#### Document text
>> Begin

# Paint prices going up 40% at Sherwin Williams the last 3 years.



## mark DRP (Apr 19, 2011)

I have been buying paint and equipment at Sherwin Williams for the last 15 years.There customer service is great, they have delivered paint, equipment to job sites for me over the years.The cost of there paint is killing me. I have talked to the managers, they all sing the same tune, prices on paint are up that much everywhere.I just don"t see that at all.I buy all my primer now at lows or Menards, Zinsser,or Kilz, because it cheaper than my 30% discount I get at Sherwin Williams.I have a account at Hirshfields, but its 10 miles from where I live and I don"t buy much there.Have prices increased that much there also?


----------



## We Fix Houses (Aug 15, 2007)

Welcome to that.......

>> End

#### Stated exercise 1
In the paint prices thread, how far from the poster's home is the Hirshfields store?
#### Stated exercise 2
Summarize the paint prices thread in two sentences.

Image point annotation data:
>> Begin

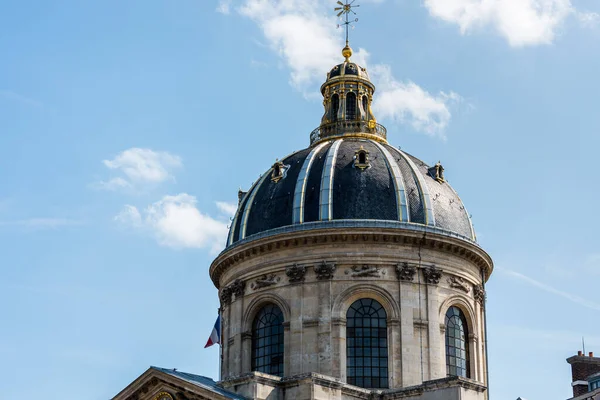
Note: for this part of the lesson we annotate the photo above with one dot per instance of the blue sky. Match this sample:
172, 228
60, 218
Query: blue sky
126, 129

>> End

#### Task solution 1
10 miles.

#### Task solution 2
A poster who has bought paint and equipment at Sherwin Williams for 15 years says its paint prices have gone up 40% in the last 3 years, though its customer service is great and managers claim prices are up that much everywhere. The poster now buys primer elsewhere because it is cheaper than the 30% Sherwin Williams discount and asks whether prices have risen as much at Hirshfields, to which a reply says "Welcome to that."